Problem to solve: Would you print the full listing word for word?

Exercise input:
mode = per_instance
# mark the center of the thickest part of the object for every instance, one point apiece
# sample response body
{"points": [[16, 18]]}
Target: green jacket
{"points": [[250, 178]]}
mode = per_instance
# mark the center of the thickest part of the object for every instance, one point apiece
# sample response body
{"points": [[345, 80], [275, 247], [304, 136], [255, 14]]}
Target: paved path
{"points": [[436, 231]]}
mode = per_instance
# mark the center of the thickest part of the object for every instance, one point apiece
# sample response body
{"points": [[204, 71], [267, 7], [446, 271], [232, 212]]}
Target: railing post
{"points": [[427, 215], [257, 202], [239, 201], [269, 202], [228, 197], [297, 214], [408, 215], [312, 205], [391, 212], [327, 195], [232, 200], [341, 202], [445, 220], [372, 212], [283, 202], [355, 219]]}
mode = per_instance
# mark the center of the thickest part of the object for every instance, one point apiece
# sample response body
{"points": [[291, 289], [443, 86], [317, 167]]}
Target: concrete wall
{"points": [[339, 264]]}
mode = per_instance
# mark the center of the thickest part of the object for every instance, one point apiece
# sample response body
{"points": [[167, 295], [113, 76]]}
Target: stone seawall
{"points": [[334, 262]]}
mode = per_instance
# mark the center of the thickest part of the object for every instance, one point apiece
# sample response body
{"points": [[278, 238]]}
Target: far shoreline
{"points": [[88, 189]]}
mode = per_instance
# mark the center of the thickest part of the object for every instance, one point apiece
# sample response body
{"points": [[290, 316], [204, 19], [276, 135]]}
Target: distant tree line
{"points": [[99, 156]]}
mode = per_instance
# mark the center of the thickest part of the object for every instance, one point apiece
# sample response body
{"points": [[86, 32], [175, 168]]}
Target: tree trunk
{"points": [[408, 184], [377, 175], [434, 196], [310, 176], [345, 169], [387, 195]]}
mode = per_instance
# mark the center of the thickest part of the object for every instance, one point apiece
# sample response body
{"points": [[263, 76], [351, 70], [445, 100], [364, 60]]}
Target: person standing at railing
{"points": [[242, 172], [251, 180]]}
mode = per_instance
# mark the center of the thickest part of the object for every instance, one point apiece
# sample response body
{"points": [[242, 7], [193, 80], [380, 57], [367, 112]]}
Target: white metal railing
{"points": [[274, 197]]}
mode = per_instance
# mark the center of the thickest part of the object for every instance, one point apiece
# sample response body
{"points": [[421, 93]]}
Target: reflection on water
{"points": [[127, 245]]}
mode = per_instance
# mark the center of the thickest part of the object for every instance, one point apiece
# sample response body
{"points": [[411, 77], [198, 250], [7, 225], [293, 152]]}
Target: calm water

Solution for this problem:
mode = per_instance
# mark the center of the thickest part of the object for every instance, one point apiece
# sample response body
{"points": [[16, 18]]}
Target: green jacket
{"points": [[250, 178]]}
mode = per_instance
# mark the center of the thickest part of the object for every instance, one point apiece
# sample response body
{"points": [[345, 80], [275, 247], [304, 136], [255, 14]]}
Target: paved path
{"points": [[436, 231]]}
mode = per_instance
# mark the center of the thickest part of the object for every instance, one point apiece
# sample response body
{"points": [[204, 71], [267, 7], [446, 271], [232, 212]]}
Target: railing post
{"points": [[427, 215], [257, 202], [239, 201], [269, 202], [228, 197], [297, 214], [408, 215], [312, 205], [391, 212], [327, 195], [232, 200], [341, 202], [445, 220], [372, 212], [283, 202], [355, 219]]}
mode = per_instance
# mark the center of the thickest part of the object for every instance, one point apiece
# sample response body
{"points": [[291, 289], [443, 86], [317, 167]]}
Target: concrete wall
{"points": [[339, 264]]}
mode = per_instance
# mark the center of the thickest part of the object for every instance, one point apiece
# sample response body
{"points": [[167, 295], [113, 76]]}
Target: stone seawall
{"points": [[334, 262]]}
mode = per_instance
# mark the center of the thickest part of the object for every instance, one point apiece
# sample response body
{"points": [[278, 238]]}
Target: far shoreline
{"points": [[88, 189]]}
mode = per_instance
# mark the center of the thickest part of the object for every instance, one point apiece
# sample response body
{"points": [[290, 316], [204, 19], [276, 135]]}
Target: distant tree line
{"points": [[99, 156]]}
mode = per_instance
# mark the center of the thickest part of the object for every instance, one point apiece
# sample response body
{"points": [[86, 32], [175, 168]]}
Target: tree trunk
{"points": [[408, 184], [377, 175], [434, 196], [310, 176], [345, 169], [387, 195]]}
mode = per_instance
# mark the center of the thickest part of the object for every instance, one point apiece
# sample response body
{"points": [[263, 76], [351, 70], [445, 100], [364, 60]]}
Target: person standing at railing
{"points": [[242, 172], [251, 180]]}
mode = per_instance
# mark the center of the thickest part of the object for every instance, one point apiece
# sample response body
{"points": [[242, 7], [193, 80], [380, 57], [367, 112]]}
Target: white metal railing
{"points": [[274, 197]]}
mode = per_instance
# mark the center of the thickest part of the object for every instance, one point apiece
# sample response body
{"points": [[421, 93]]}
Target: reflection on water
{"points": [[127, 245]]}
mode = per_instance
# mark the center of the thickest part of the object for every instance, one point apiece
# sample response body
{"points": [[411, 77], [198, 250], [7, 225], [293, 152]]}
Target: calm water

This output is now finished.